*** Opening Dataset entries ***

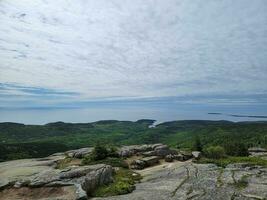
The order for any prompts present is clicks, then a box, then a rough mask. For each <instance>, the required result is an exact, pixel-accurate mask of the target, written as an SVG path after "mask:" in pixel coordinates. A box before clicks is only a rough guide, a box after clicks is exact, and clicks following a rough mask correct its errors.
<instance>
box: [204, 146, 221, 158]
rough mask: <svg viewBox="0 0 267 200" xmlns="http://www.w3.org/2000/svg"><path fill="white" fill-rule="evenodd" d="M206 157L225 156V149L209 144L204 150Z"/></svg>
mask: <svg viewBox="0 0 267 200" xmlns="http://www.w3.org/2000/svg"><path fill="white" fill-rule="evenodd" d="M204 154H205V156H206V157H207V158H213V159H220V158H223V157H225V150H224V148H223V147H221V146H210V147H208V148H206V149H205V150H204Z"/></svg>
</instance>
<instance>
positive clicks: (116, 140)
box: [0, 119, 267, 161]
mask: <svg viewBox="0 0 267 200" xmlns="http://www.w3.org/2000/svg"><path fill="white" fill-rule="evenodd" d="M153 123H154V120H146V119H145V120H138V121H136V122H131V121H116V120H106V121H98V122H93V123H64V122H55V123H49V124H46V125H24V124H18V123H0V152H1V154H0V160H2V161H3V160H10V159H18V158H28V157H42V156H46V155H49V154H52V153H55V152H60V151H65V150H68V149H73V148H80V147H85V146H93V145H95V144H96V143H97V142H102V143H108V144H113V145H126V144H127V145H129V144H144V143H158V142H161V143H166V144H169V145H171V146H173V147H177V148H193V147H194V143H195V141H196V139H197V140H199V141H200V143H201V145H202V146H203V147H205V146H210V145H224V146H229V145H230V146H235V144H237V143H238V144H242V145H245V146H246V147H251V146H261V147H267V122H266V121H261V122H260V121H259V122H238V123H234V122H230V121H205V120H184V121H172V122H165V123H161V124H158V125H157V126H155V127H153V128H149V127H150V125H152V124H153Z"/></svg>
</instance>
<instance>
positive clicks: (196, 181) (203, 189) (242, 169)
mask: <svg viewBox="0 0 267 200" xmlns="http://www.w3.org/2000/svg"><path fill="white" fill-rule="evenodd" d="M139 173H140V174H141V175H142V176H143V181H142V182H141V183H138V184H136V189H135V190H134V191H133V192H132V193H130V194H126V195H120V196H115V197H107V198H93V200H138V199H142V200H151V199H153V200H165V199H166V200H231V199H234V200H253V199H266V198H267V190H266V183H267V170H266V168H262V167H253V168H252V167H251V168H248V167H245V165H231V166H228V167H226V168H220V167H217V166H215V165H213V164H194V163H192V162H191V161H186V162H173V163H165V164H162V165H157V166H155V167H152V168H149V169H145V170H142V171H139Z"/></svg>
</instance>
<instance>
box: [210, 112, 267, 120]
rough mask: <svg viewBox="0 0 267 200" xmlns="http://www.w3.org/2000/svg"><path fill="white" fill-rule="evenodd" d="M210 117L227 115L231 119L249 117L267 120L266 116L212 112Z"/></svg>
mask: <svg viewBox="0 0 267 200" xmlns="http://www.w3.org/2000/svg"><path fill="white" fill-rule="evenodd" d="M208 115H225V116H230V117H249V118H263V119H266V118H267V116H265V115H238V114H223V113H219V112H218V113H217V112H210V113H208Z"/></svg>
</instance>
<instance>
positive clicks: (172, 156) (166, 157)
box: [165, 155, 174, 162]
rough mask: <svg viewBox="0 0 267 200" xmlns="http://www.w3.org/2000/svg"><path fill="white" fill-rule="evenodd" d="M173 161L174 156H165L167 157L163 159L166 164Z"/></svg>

*** Closing Dataset entries ***

Exercise details:
Without the pictures, restate all of the entries word for word.

Solution:
The order for any prompts present is clicks, then a box, then a rough mask. For each <instance>, the required result is an exact, pixel-accurate mask of the target, written as an SVG path after "mask:" in pixel coordinates. A box before clicks is only a rough guide, a box after clicks is exact, and clicks following a rough mask correct its errors.
<instance>
box: [204, 146, 221, 158]
rough mask: <svg viewBox="0 0 267 200" xmlns="http://www.w3.org/2000/svg"><path fill="white" fill-rule="evenodd" d="M206 157L225 156V149L209 144L204 150Z"/></svg>
mask: <svg viewBox="0 0 267 200" xmlns="http://www.w3.org/2000/svg"><path fill="white" fill-rule="evenodd" d="M204 154H205V156H206V157H207V158H213V159H220V158H223V157H225V150H224V148H223V147H221V146H210V147H208V148H206V149H205V150H204Z"/></svg>
</instance>
<instance>
positive clicks: (116, 140)
box: [0, 119, 267, 161]
mask: <svg viewBox="0 0 267 200" xmlns="http://www.w3.org/2000/svg"><path fill="white" fill-rule="evenodd" d="M153 123H154V120H146V119H145V120H138V121H136V122H131V121H116V120H106V121H98V122H93V123H64V122H55V123H49V124H46V125H24V124H18V123H0V152H1V154H0V160H2V161H3V160H10V159H18V158H28V157H42V156H46V155H49V154H52V153H55V152H60V151H65V150H68V149H73V148H80V147H85V146H93V145H95V144H96V143H97V142H102V143H108V144H113V145H126V144H127V145H129V144H144V143H158V142H161V143H166V144H169V145H171V146H173V147H177V148H193V147H194V143H195V141H196V139H197V140H199V141H200V143H201V145H202V146H203V147H205V146H210V145H224V146H229V145H230V146H235V144H237V143H238V144H242V145H245V146H246V147H251V146H261V147H267V122H266V121H261V122H260V121H259V122H238V123H234V122H230V121H205V120H184V121H172V122H165V123H161V124H158V125H157V126H155V127H153V128H149V127H150V125H152V124H153Z"/></svg>
</instance>
<instance>
positive clicks: (196, 181) (203, 189) (242, 169)
mask: <svg viewBox="0 0 267 200" xmlns="http://www.w3.org/2000/svg"><path fill="white" fill-rule="evenodd" d="M139 173H140V174H141V175H142V176H143V181H142V182H141V183H138V184H136V189H135V190H134V191H133V192H132V193H130V194H126V195H120V196H115V197H107V198H93V200H138V199H142V200H151V199H153V200H165V199H166V200H231V199H234V200H253V199H266V198H267V190H266V183H267V170H266V168H262V167H253V168H252V167H251V168H248V167H245V165H231V166H228V167H226V168H220V167H217V166H215V165H213V164H194V163H192V162H191V161H186V162H173V163H165V164H162V165H157V166H155V167H152V168H149V169H145V170H142V171H139Z"/></svg>
</instance>
<instance>
box: [210, 112, 267, 120]
rough mask: <svg viewBox="0 0 267 200" xmlns="http://www.w3.org/2000/svg"><path fill="white" fill-rule="evenodd" d="M210 117L227 115L231 119L249 117L267 120L266 116L212 112Z"/></svg>
mask: <svg viewBox="0 0 267 200" xmlns="http://www.w3.org/2000/svg"><path fill="white" fill-rule="evenodd" d="M208 115H225V116H230V117H249V118H263V119H266V118H267V116H265V115H238V114H223V113H219V112H218V113H217V112H210V113H208Z"/></svg>
</instance>
<instance>
positive clicks: (172, 156) (166, 157)
box: [165, 155, 174, 162]
rough mask: <svg viewBox="0 0 267 200" xmlns="http://www.w3.org/2000/svg"><path fill="white" fill-rule="evenodd" d="M173 161L174 156H165L167 157L163 159L166 164Z"/></svg>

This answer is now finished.